» **MATERIAL SHOWN**:
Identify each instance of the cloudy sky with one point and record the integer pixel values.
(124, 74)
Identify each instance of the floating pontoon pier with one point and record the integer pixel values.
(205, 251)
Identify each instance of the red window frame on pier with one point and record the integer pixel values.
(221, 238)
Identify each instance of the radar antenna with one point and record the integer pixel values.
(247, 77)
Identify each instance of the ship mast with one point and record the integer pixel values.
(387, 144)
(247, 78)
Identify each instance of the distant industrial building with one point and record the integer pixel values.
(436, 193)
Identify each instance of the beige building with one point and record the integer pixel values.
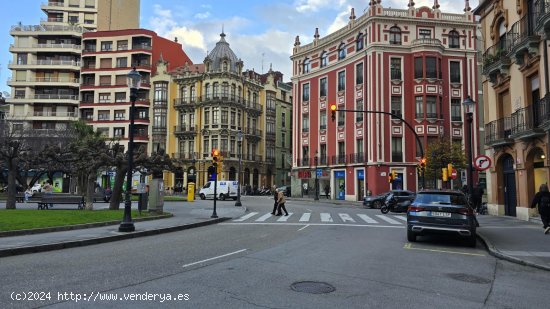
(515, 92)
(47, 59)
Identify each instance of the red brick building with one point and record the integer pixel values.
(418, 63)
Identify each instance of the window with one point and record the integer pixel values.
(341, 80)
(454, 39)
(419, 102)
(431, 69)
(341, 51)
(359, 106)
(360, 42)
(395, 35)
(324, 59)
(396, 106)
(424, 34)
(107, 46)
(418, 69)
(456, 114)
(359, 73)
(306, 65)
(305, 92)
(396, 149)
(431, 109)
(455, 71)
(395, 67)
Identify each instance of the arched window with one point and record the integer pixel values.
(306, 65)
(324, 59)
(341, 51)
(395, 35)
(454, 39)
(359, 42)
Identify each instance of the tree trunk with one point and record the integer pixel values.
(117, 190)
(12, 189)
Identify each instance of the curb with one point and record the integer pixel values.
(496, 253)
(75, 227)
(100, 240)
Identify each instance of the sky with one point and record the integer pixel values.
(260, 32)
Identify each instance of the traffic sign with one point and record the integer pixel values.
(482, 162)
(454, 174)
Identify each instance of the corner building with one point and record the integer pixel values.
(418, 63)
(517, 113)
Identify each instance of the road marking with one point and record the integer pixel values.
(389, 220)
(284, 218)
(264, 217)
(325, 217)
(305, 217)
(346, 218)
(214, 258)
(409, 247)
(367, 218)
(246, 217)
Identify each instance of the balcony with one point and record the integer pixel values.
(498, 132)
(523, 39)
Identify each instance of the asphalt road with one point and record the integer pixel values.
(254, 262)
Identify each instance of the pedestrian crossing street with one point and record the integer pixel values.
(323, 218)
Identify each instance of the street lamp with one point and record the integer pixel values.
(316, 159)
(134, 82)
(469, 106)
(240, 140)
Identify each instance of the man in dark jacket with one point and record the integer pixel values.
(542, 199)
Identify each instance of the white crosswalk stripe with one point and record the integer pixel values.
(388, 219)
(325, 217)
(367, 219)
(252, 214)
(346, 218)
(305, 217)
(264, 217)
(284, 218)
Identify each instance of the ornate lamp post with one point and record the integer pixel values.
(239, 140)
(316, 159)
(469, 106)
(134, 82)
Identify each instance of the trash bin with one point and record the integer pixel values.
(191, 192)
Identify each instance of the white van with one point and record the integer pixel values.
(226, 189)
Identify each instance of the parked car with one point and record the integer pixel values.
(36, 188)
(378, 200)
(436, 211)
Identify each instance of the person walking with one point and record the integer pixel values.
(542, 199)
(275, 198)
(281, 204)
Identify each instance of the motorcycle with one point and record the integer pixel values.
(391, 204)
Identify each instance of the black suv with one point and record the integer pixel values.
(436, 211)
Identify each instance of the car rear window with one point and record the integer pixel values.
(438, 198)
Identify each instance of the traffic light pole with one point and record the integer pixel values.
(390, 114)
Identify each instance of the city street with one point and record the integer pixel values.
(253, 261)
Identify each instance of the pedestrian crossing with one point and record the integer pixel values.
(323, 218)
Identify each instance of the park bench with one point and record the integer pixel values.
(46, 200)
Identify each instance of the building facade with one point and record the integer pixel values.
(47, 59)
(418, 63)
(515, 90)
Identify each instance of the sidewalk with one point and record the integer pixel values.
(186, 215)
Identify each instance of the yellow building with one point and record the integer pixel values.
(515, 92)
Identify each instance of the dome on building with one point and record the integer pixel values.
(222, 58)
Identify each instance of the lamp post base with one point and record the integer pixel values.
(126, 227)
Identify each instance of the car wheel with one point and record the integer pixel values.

--

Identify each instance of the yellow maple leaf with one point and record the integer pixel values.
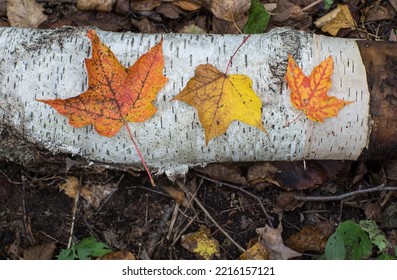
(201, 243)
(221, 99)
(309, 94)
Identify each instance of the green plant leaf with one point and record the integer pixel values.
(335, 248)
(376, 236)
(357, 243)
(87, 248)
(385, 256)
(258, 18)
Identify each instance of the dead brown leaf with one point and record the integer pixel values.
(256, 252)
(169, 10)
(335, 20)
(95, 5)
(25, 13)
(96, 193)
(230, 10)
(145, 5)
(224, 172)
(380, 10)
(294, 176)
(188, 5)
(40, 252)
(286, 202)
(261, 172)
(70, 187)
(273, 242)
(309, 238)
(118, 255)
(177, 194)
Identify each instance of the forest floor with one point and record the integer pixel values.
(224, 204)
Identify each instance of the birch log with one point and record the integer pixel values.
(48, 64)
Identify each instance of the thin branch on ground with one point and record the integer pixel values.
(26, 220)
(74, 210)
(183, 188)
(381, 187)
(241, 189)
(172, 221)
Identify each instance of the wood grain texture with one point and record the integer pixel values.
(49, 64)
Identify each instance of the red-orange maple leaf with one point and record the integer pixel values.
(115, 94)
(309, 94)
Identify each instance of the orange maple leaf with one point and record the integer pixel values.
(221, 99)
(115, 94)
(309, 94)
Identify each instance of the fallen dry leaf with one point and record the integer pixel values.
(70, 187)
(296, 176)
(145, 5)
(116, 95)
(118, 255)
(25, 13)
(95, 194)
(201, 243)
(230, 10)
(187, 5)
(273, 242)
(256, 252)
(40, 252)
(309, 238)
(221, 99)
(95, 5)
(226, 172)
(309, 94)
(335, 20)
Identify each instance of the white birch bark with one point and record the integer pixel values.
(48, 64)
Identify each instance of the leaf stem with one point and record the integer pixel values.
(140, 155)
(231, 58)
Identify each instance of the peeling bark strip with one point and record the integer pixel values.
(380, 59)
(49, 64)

» **WHAT NEEDS TO BE DONE**: Across both blocks of items above, how many lines contain the string "road"? Reply with the number alone.

» **THE ANSWER**: 2